*Records shown*.
━━━━━━━━━━━━━━━━━━━━

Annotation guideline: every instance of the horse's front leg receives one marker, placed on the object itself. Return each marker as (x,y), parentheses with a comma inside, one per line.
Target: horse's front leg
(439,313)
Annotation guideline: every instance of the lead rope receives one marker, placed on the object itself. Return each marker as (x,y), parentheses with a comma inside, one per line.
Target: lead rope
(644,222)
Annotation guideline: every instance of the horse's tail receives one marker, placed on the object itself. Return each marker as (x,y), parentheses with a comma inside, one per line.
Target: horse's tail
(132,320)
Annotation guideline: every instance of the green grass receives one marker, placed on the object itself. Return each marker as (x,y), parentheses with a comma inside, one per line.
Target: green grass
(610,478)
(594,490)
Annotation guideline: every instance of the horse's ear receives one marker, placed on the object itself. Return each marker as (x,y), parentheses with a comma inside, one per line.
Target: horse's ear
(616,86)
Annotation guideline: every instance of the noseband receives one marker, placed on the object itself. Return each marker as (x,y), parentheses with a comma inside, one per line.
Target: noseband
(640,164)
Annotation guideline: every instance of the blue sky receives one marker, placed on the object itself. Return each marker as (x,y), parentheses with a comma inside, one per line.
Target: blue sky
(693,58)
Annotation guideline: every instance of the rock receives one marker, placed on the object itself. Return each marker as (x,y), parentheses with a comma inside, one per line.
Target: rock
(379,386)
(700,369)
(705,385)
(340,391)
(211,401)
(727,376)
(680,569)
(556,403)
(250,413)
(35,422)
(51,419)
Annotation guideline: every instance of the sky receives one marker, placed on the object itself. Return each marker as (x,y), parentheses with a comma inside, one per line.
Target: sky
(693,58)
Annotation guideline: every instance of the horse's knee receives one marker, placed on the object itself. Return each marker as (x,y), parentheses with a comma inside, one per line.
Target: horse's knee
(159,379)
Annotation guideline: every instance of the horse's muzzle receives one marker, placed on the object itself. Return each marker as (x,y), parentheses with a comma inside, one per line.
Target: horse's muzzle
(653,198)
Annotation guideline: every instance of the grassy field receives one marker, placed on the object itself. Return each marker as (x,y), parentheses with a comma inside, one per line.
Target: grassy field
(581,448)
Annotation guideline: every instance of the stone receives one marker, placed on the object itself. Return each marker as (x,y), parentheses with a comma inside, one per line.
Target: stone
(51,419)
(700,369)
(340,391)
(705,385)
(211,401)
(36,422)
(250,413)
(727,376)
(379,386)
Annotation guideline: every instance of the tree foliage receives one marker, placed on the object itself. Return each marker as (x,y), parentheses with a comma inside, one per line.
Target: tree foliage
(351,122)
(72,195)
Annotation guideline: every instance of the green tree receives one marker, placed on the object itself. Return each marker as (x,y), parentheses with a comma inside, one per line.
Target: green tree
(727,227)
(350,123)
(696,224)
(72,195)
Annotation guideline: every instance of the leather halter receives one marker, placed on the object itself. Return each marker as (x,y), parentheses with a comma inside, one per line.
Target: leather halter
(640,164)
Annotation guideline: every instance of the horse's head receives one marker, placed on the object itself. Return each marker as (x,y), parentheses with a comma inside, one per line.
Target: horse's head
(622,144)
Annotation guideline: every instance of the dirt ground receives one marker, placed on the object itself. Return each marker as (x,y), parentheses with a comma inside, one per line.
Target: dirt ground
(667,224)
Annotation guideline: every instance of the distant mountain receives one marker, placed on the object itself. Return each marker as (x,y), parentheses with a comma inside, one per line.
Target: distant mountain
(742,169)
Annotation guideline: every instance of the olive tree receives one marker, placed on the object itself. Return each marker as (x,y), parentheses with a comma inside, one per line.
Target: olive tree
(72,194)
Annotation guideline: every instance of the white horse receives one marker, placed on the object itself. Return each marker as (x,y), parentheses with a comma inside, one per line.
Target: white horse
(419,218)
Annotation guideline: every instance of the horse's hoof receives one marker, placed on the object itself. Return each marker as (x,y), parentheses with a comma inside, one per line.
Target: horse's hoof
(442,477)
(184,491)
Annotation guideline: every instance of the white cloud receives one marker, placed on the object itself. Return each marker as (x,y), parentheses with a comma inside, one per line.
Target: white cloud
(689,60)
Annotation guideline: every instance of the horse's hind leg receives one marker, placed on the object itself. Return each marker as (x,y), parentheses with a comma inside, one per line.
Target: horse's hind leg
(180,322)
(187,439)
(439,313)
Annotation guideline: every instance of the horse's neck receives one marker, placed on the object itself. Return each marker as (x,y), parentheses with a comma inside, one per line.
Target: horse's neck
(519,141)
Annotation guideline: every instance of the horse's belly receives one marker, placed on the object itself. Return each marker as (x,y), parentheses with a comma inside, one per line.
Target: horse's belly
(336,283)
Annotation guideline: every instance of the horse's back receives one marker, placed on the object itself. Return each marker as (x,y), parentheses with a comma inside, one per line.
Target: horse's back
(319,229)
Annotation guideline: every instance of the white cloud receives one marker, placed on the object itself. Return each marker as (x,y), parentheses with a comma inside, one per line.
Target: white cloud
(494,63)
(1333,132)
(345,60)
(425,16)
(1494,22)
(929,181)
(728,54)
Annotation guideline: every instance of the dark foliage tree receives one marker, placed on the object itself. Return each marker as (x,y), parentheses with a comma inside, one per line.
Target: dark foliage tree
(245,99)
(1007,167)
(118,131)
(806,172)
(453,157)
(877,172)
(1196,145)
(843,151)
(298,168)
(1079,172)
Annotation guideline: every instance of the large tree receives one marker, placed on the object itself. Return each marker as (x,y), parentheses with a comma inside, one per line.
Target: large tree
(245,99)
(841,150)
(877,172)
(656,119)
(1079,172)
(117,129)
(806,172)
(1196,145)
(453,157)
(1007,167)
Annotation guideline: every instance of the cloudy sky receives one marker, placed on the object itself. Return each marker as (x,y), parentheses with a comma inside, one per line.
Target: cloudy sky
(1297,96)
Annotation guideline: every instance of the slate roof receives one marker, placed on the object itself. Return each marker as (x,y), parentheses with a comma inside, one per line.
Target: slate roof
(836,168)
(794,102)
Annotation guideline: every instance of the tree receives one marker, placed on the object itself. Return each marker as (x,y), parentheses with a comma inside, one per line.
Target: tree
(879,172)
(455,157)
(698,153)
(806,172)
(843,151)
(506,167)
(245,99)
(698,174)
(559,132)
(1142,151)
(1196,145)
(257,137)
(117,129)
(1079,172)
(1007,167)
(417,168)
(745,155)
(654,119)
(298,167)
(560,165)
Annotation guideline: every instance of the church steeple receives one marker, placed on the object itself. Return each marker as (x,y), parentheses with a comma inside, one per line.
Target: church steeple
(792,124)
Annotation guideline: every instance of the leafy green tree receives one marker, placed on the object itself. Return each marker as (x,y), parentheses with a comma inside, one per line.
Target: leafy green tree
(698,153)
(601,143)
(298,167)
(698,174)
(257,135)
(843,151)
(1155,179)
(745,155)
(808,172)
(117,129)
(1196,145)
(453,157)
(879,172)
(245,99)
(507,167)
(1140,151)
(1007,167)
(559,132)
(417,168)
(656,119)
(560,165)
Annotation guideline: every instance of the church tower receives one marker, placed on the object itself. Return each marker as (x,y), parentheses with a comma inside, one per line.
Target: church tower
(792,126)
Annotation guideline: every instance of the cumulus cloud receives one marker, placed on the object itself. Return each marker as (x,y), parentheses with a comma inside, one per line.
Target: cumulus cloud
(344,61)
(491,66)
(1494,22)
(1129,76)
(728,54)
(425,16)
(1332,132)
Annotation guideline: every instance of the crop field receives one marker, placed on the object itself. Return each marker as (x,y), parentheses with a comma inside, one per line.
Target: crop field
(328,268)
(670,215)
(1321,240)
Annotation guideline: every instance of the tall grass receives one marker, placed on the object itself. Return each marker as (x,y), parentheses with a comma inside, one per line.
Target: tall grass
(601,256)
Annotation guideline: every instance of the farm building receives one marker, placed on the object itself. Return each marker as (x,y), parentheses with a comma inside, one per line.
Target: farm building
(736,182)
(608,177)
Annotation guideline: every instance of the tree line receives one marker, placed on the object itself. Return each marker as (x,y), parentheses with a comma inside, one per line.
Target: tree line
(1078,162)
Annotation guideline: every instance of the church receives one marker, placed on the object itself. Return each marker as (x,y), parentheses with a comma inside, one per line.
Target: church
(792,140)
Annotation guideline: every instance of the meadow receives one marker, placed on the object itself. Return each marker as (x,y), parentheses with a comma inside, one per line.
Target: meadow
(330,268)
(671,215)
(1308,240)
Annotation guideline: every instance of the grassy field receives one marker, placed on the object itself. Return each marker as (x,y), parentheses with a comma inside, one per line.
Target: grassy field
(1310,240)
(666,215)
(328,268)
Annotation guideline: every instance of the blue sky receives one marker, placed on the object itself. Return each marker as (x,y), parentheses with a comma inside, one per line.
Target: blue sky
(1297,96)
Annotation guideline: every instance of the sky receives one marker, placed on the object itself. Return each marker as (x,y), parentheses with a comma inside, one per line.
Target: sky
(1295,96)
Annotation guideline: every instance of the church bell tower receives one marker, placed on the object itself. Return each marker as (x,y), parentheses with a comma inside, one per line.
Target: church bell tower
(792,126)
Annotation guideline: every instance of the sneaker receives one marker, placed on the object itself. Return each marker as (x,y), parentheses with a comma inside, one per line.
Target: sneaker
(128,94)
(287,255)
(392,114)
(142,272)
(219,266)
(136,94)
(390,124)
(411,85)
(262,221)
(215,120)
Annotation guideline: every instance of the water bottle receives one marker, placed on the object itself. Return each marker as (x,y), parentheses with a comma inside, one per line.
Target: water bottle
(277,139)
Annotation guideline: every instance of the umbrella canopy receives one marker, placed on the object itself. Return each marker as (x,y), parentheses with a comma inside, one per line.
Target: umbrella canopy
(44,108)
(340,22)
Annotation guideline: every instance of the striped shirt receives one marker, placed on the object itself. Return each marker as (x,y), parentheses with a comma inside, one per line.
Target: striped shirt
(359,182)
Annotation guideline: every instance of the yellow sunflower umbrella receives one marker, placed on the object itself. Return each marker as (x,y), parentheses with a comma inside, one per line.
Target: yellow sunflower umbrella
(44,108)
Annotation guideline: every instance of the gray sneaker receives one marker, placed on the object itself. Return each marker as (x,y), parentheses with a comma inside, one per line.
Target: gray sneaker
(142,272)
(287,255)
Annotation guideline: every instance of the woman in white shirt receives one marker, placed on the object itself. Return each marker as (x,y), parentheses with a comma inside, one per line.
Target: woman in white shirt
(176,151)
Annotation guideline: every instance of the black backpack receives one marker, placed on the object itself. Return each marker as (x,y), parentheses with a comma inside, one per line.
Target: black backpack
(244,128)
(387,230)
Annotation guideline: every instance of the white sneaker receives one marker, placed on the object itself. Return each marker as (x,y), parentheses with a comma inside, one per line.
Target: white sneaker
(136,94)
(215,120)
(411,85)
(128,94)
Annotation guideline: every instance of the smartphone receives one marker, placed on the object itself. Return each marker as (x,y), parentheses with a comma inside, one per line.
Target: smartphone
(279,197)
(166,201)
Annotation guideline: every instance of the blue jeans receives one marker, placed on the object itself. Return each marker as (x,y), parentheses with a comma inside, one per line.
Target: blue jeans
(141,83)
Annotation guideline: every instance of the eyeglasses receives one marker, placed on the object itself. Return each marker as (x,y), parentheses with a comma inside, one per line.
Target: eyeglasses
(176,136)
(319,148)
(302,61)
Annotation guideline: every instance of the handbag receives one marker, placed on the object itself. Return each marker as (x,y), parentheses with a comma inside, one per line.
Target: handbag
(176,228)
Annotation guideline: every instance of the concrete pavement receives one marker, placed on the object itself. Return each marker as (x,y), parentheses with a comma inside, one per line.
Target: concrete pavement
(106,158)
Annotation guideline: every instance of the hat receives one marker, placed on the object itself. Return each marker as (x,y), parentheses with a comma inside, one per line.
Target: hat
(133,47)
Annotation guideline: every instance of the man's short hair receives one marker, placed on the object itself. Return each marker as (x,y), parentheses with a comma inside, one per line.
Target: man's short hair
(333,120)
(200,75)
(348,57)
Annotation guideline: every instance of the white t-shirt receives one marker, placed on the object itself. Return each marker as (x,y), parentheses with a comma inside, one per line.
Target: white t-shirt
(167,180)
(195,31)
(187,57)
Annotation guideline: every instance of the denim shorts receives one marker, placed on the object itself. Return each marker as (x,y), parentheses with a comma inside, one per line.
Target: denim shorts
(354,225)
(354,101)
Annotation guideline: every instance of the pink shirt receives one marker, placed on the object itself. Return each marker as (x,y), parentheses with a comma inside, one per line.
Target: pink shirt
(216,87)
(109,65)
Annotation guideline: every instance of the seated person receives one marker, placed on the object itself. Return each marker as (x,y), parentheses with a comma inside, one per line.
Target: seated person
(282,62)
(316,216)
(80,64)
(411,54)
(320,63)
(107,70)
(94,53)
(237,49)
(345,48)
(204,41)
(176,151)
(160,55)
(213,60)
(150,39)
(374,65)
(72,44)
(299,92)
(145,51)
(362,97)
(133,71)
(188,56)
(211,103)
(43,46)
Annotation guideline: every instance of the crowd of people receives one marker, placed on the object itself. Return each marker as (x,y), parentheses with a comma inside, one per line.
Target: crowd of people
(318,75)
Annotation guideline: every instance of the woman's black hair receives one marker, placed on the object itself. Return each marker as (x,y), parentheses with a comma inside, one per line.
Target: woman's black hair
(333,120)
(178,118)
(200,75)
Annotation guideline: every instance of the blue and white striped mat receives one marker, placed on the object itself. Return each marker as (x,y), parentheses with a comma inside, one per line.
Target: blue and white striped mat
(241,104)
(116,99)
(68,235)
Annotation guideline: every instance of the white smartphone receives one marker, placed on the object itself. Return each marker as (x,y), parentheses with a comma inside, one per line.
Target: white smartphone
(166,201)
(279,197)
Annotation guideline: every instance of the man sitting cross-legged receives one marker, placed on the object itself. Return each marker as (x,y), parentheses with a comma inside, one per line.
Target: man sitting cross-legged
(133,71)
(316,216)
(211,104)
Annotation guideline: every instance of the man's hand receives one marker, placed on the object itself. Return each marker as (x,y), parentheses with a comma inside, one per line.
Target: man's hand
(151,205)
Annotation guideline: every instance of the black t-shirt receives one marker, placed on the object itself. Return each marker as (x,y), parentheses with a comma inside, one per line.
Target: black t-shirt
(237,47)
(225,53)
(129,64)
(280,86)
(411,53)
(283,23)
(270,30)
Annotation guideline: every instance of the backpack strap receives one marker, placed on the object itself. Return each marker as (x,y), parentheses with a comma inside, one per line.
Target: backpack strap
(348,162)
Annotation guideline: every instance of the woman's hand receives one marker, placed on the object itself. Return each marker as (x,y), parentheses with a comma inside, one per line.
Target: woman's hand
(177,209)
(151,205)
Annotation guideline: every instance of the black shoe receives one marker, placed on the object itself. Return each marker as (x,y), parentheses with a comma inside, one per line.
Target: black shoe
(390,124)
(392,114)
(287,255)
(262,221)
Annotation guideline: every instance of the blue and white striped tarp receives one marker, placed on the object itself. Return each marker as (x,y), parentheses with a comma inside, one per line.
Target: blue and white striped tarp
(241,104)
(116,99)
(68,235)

━━━━━━━━━━━━━━━━━━━━

*Your goal*. Only the lines from the one holding "striped mat receives" through the end of the listing should be given again, exactly and with both ends included.

*Answer to the problem*.
Annotation guideline: every instance of the blue and white striped mat receives one marker, placed on the object itself. Return each marker as (x,y), parentheses with a comma inside, one per line.
Target: blue and white striped mat
(241,104)
(116,99)
(68,235)
Annotation guideline: every instance of the white smartphone receives one marker, placed on the object itself. Return each marker as (x,y), parentheses with a comma inside, one per line.
Target: white smartphone
(166,201)
(279,197)
Annotation guideline: every instance of the man sitting cross-legged receives one marker, placed on the object itself. Return each marker as (x,y), parentheses with a comma inside, one per line.
Target: man sitting cross-legged
(133,71)
(316,216)
(211,104)
Annotation guideline: every instance of the man's hand receives one marker, placed on the object itself. Return each marker as (x,y), parentheses with a comma inside, one per line.
Target: man's hand
(151,205)
Annotation guideline: every instance of the black t-shirt receives one marker, placed on the object itself. Return each marker as (x,y), parentheses with a comma inside, one per line.
Target: black t-shirt
(237,47)
(225,53)
(129,64)
(280,86)
(411,53)
(283,23)
(270,30)
Annotation guideline: every instance of the backpack strap receives one marker, placed on the object itself. Return each marker as (x,y), parentheses with a comma inside, one per line.
Target: backpack strap
(348,162)
Annotation guideline: every instance of the woman's hand receives one marker, placed on the object itself. Return each marker as (x,y), parentheses with a comma inside, one per line.
Target: woman's hand
(177,209)
(151,205)
Annotation guideline: every instance of the black shoe receives one marker, placed on the object itself. Return each marker as (x,y), parentheses with a comma inside, one per line.
Target: black shoe
(390,124)
(392,114)
(287,255)
(262,221)
Annotation guideline: every instance of the blue and white striped tarp receives one marker, placed on the object itself. Return each marker as (x,y), parentheses with a comma inside, one per line.
Target: blue and white striped tarp
(241,104)
(116,99)
(68,235)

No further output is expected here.